Tekstfragment:
________________________________________
Tweede inventarisatie inzet NL-Alert 2018-2022

6 september 2023

Bij welke incidenttypen is NL-Alert in de periode 2018-2022 ingezet en wat was de kwaliteit van de NL-Alerts? Dat onderzocht het NIPV in opdracht van het ministerie van Justitie en Veiligheid.

Mobiele telefoon met een NL-Alert op de display

Het inventariserende onderzoek had tot doel om een beeld te krijgen van de inzet van NL-Alert tijdens incidenten. De centrale vraag van het onderzoek luidde: bij welke incidenttypen is NL-Alert in de jaren 2018 tot en met 2022 ingezet en wat was de kwaliteit van deze berichtgeving?

338 incidenten, waarvan 312 branden

In de periode 2018–2022 is NL-Alert bij 338 incidenten ingezet, waarvan 312 keer bij een brand. Net als in eerdere jaren, wordt NL-Alert het minst vaak ingezet gedurende de nacht. Er zijn grote verschillen zichtbaar tussen de veiligheidsregio’s wat betreft de frequentie waarmee ze NL-Alert in de onderzochte periode hebben ingezet: Veiligheidsregio’s Friesland en Groningen zetten NL-Alert het meest in en Veiligheidsregio Amsterdam-Amstelland het minst. In de periode 2018 tot en met 2022 is er drie keer een landelijk NL-Alert verstuurd; in alle drie de gevallen was er sprake van een ernstig incident met landelijke impact.

Ontalarmeren via NL-Alert

Het aantal incidenten waarbij NL-Alert is ingezet om te ontalarmeren is afgenomen van 72 procent in 2018 tot 50 procent in 2021 en 2022. Een mogelijke verklaring voor deze afname is dat veiligheidsregio’s inmiddels een standpunt hebben ingenomen over het ontalarmeren via NL-Alert. Een paar veiligheidsregio’s doen dit standaard wel, andere standaard niet en het merendeel weegt per situatie af of het ontalarmeren via NL-Alert noodzakelijk is.
________________________________________
Fragmenten regels:
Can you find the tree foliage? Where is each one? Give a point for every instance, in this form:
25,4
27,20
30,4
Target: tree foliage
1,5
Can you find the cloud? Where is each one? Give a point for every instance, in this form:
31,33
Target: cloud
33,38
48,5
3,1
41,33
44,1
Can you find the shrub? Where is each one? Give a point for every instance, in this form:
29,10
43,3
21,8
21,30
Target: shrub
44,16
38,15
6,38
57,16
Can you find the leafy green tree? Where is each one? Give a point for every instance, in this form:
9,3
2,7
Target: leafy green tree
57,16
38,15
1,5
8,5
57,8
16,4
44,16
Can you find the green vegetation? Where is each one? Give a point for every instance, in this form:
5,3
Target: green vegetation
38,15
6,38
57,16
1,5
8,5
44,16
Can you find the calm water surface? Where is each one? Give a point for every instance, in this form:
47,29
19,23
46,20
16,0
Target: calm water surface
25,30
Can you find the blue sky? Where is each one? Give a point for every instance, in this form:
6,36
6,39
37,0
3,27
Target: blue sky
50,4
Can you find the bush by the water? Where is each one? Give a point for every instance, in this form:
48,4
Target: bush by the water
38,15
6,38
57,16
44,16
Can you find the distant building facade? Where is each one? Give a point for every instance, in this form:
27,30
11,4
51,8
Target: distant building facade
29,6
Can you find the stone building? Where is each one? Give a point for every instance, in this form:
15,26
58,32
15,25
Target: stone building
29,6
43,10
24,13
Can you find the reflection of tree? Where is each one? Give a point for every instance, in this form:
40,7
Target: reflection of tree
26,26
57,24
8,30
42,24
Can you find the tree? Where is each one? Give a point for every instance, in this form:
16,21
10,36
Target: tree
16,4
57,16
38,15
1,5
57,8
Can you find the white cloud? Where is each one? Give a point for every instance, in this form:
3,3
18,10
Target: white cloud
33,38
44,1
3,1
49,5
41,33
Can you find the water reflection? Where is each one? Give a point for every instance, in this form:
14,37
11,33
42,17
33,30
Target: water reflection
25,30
________________________________________
Doel opdracht: Ga verder met de tekst over NL-Alert en schrijf door na de laatste zin. De regels komen uit een andere bron dan de tekst over NL-Alert.

Antwoord opdracht:
Kwaliteit NL-Alerts

Slechts 44 procent van de verstuurde NL-Alerts voldoet aan alle zes de componenten uit het Inzet-en beleidskader NL-Alert. Opvallend is dat – net als bij de eerste inventarisatie van NL-Alert – in meer dan een derde van de NL-Alerts informatie over de locatie onvolledig was of ontbrak. Ook opvallend is dat in eerste NL-Alerts vaak wél de locatie volledig wordt weergegeven, maar dat deze in de aanvullende NL-Alerts regelmatig ontbreekt. Anders dan tijdens de eerste inventarisatie van NL-Alert het geval was, is dat de informatiecomponent inmiddels niet meer optioneel is. De resultaten laten echter zien dat in bijna een derde van de NL-Alerts – met name in eerste NL-Alerts en ontalarmeringsberichten – een doorverwijzing ontbreekt.

E-learning NL-Alert

De bevindingen uit het onderzoek worden verwerkt in de E-learning NL-Alert en het vakbekwaamheidsprogramma NL-Alert.